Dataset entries
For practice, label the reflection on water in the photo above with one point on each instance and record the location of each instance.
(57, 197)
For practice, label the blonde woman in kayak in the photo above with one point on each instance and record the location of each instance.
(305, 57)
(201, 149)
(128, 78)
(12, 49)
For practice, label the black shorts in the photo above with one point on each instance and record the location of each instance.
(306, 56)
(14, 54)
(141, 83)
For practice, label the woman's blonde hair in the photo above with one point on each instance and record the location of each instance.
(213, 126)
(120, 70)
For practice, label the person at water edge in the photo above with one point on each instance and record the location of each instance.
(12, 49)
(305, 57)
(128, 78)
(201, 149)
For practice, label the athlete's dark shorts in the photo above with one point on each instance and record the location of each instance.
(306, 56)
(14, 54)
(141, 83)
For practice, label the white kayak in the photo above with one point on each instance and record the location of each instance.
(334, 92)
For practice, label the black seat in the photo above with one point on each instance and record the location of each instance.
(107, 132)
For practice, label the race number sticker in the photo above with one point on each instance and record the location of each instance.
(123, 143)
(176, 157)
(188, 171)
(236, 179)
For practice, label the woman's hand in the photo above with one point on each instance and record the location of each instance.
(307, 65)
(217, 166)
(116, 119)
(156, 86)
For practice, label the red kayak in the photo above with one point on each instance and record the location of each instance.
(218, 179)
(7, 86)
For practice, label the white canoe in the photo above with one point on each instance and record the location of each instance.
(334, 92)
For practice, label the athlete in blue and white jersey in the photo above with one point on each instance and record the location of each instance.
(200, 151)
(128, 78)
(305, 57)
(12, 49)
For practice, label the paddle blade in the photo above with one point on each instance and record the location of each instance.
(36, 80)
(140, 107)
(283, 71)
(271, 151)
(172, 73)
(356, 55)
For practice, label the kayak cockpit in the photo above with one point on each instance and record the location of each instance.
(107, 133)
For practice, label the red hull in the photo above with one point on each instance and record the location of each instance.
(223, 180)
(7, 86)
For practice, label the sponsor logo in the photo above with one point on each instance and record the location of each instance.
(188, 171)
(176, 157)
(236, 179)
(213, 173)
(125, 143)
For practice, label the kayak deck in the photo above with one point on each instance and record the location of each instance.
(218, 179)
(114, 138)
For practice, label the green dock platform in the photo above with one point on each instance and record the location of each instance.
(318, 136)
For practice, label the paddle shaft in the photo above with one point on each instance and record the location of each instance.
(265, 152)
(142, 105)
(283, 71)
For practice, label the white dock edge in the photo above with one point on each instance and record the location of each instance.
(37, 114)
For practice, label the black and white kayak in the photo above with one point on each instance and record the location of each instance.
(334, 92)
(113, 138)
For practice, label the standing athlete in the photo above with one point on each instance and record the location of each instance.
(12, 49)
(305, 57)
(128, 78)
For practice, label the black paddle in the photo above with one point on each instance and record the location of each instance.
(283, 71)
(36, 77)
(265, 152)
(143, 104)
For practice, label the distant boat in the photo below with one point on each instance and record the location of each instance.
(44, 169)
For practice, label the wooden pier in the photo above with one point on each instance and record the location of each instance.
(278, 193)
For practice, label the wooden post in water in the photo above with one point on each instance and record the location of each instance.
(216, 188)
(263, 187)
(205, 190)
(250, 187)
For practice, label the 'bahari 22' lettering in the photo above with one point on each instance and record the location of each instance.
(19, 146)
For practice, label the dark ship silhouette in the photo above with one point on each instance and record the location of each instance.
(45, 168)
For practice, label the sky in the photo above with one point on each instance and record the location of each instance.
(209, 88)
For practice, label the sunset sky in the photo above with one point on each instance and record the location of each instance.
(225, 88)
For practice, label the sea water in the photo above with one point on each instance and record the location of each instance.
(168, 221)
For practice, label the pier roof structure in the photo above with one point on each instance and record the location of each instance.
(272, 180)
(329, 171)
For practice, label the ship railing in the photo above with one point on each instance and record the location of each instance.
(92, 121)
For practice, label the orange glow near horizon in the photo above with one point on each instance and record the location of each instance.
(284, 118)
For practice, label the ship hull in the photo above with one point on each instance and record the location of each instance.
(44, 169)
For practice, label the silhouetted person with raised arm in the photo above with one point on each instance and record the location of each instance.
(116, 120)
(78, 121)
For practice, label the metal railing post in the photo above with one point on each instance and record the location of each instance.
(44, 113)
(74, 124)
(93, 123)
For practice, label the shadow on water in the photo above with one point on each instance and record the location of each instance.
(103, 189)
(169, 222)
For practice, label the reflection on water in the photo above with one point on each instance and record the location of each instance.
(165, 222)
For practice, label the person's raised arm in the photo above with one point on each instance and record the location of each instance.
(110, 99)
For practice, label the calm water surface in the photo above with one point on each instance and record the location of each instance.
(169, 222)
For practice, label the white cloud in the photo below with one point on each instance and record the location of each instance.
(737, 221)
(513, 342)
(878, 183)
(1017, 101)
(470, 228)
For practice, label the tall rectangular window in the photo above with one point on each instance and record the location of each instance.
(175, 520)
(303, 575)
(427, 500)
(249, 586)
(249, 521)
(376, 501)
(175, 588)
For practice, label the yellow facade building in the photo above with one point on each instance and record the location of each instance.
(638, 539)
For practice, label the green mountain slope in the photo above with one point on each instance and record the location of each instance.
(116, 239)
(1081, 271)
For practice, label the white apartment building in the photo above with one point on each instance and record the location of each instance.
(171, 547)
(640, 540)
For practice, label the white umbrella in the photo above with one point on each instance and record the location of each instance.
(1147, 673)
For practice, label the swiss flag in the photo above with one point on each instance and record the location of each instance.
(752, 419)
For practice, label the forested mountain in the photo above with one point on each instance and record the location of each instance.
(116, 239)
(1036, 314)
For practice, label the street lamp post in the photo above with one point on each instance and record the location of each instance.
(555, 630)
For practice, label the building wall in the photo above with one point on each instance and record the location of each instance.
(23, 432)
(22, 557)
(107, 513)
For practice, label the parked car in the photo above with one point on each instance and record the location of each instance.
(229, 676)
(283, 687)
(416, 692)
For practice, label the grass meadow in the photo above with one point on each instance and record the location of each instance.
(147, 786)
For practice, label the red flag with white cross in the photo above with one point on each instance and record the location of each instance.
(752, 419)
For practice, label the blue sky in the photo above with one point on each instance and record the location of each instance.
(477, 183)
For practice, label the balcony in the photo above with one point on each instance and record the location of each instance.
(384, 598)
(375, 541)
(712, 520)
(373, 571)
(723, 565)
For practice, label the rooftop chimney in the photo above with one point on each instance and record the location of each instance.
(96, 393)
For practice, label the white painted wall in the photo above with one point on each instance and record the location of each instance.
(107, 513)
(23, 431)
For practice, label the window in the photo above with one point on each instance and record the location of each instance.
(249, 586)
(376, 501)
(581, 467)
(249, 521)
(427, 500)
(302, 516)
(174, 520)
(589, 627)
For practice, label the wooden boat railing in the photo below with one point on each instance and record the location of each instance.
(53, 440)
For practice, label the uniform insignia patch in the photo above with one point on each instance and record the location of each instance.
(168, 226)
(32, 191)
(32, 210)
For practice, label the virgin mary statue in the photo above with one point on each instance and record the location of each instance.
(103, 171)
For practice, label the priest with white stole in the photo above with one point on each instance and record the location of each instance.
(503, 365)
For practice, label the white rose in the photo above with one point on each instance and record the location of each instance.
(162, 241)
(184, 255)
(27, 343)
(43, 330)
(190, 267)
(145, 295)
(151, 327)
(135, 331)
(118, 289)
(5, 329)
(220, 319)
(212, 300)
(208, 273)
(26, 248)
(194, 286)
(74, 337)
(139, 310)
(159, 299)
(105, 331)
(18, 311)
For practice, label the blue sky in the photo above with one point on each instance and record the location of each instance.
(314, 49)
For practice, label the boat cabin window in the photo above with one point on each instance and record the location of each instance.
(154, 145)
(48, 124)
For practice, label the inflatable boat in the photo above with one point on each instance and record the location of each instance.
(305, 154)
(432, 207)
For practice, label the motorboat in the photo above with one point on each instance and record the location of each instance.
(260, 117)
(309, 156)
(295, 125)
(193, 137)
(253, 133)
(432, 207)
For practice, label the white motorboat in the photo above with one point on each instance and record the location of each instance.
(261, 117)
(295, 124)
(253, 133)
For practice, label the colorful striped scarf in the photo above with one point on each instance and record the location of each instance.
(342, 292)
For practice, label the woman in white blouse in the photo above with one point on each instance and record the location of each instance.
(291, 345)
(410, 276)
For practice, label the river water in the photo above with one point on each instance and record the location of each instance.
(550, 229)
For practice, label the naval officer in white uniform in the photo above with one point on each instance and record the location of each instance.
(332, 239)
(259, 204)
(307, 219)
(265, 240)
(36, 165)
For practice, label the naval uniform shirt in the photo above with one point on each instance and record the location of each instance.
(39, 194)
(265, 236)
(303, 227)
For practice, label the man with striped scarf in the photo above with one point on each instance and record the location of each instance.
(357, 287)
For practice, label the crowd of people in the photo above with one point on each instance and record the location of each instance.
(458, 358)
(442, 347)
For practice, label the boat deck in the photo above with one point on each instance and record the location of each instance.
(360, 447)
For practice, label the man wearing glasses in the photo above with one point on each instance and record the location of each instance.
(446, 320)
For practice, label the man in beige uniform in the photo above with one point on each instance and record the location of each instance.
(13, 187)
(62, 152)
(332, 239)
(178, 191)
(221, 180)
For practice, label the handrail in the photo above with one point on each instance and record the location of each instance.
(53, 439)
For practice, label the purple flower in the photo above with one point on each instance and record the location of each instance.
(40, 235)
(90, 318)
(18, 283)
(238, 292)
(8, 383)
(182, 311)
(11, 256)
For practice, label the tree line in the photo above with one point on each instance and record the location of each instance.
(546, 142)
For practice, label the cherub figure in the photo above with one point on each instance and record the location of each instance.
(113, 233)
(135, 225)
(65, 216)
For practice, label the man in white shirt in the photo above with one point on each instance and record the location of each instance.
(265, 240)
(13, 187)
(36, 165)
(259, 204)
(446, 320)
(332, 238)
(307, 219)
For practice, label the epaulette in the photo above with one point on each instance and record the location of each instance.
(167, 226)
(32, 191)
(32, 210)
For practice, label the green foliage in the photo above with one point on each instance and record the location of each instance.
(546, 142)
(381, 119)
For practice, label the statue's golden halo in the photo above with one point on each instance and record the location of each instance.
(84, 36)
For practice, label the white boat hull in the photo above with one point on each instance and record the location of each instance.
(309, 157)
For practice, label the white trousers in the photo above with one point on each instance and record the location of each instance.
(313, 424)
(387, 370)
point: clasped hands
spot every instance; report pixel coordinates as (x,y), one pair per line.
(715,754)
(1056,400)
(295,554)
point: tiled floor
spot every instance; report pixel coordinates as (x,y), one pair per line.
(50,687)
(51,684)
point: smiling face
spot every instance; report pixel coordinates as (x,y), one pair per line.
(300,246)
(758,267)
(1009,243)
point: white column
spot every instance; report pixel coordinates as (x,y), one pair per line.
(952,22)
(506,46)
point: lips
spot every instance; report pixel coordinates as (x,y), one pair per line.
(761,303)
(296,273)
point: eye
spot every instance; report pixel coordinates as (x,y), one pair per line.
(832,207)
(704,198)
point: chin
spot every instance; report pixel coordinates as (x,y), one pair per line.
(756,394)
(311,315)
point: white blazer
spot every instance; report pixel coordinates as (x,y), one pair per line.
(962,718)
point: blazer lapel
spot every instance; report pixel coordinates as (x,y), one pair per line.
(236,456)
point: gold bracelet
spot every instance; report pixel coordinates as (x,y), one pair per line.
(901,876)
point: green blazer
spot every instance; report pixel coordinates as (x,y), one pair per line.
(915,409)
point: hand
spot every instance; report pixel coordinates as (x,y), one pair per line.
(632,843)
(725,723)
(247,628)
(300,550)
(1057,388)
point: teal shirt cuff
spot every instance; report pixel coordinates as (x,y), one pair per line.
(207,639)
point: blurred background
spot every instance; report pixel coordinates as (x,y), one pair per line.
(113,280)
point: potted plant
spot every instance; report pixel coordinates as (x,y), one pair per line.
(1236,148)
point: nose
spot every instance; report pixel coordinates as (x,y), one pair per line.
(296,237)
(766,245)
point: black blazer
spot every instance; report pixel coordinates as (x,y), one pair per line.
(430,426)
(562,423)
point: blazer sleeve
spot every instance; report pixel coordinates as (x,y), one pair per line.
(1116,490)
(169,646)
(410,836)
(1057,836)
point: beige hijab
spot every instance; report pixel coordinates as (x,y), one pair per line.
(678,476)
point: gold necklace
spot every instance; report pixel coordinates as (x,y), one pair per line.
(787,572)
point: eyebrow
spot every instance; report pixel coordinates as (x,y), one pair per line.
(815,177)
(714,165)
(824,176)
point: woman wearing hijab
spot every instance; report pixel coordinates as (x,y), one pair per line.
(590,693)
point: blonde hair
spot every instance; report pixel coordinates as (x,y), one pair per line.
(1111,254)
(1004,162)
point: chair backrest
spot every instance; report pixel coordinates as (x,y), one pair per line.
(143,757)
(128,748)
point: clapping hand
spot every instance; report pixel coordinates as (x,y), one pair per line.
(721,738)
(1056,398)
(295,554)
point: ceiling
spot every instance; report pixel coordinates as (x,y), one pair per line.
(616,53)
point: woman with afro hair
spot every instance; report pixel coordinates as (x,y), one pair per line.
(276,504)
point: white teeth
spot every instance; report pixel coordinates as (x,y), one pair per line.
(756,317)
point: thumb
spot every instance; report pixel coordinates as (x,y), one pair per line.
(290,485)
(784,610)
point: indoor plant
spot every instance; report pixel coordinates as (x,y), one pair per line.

— ABOUT THIS EXERCISE —
Give again exactly, and only, the lines above starting at the one with "For practice, label the white boat" and ending at the one with "point: chin".

— WRITTEN RESPONSE —
For practice, label the white boat hull in the photo above with one point on each instance and record the location of each instance.
(309, 157)
For practice, label the white trousers in the photo above with one point on each instance and record the location of each instance.
(313, 424)
(387, 370)
point: clasped hands
spot every instance; report pixel coordinates as (x,y), one pair per line.
(715,754)
(1056,400)
(295,554)
point: tiled floor
spot every instance; report pixel coordinates as (x,y), one pair per line.
(50,687)
(51,684)
point: smiling face
spot every instance; report pixel coordinates as (x,y), one pair per line.
(300,246)
(758,267)
(1009,243)
point: white column
spot every instance; report pixel coordinates as (x,y), one pair per line.
(952,22)
(506,46)
point: lips
spot every instance; report pixel coordinates as (x,y), one pair per line.
(761,303)
(296,273)
point: eye
spot every instance; report pixel coordinates as (x,y), one pair per line.
(832,207)
(704,198)
point: chin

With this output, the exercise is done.